Instructions for the task:
List every line of the records below that contains the string "tree", copying each such line in full. Treat the match as case-sensitive.
[start of Record excerpts]
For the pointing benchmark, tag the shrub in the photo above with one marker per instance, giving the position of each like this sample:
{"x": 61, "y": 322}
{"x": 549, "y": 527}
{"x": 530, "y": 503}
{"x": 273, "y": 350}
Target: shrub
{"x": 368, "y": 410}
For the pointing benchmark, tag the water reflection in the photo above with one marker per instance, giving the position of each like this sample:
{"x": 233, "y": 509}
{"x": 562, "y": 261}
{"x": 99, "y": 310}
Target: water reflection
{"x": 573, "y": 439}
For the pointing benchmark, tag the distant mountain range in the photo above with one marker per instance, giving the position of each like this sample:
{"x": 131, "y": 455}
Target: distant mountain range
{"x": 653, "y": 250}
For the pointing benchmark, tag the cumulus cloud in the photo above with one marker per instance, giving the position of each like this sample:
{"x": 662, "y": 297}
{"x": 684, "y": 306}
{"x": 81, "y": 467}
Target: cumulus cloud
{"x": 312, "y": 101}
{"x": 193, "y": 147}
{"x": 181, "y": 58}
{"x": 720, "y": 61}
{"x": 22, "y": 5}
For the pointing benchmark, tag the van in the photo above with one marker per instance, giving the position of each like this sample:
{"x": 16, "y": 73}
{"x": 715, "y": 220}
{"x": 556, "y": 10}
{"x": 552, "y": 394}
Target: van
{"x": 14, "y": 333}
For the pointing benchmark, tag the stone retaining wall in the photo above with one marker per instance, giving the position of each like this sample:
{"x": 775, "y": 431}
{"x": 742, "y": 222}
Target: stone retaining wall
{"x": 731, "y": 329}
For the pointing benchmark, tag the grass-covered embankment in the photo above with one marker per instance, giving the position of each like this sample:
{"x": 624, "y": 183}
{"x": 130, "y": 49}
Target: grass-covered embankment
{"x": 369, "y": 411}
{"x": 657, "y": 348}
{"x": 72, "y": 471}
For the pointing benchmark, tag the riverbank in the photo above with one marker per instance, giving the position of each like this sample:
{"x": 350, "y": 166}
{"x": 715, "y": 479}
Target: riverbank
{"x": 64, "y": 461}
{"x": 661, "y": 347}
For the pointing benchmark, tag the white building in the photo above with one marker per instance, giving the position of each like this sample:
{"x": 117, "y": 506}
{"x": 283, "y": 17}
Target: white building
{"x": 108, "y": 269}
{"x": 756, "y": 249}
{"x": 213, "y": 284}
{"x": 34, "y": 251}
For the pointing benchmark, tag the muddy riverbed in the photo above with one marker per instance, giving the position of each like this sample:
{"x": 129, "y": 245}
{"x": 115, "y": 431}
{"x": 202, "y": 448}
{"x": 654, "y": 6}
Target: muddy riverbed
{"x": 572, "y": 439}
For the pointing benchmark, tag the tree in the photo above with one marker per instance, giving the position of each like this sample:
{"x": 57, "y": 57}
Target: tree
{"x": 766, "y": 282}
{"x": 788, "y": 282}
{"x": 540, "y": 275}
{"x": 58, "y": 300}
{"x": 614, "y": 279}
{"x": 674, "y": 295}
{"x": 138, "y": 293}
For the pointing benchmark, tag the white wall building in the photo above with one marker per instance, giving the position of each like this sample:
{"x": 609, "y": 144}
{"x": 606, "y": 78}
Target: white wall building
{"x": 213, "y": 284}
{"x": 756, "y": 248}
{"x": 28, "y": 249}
[end of Record excerpts]
[start of Record excerpts]
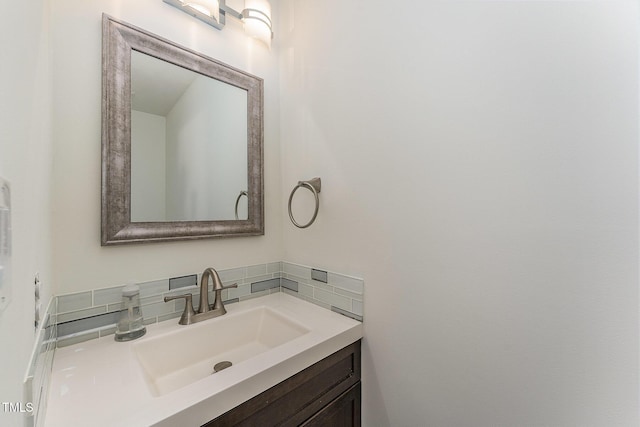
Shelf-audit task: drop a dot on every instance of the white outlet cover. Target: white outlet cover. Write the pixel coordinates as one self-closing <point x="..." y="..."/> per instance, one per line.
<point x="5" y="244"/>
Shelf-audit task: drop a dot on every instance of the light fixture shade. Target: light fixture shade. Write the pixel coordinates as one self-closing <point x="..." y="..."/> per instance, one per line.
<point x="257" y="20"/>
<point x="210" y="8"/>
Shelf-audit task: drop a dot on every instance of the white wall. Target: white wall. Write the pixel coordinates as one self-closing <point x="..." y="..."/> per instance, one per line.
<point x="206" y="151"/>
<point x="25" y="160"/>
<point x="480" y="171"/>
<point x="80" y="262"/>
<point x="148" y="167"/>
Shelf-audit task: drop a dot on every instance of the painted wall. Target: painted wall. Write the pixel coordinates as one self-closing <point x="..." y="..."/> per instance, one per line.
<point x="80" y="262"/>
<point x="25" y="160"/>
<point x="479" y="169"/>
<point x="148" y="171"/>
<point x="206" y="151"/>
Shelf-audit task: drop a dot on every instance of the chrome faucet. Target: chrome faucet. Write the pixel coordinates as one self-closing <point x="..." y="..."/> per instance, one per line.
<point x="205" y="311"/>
[end of Record excerpts]
Task result:
For the pointing benchmark, tag the tree in the photo above with one marker per instance, giving the position of each like this sample:
Target: tree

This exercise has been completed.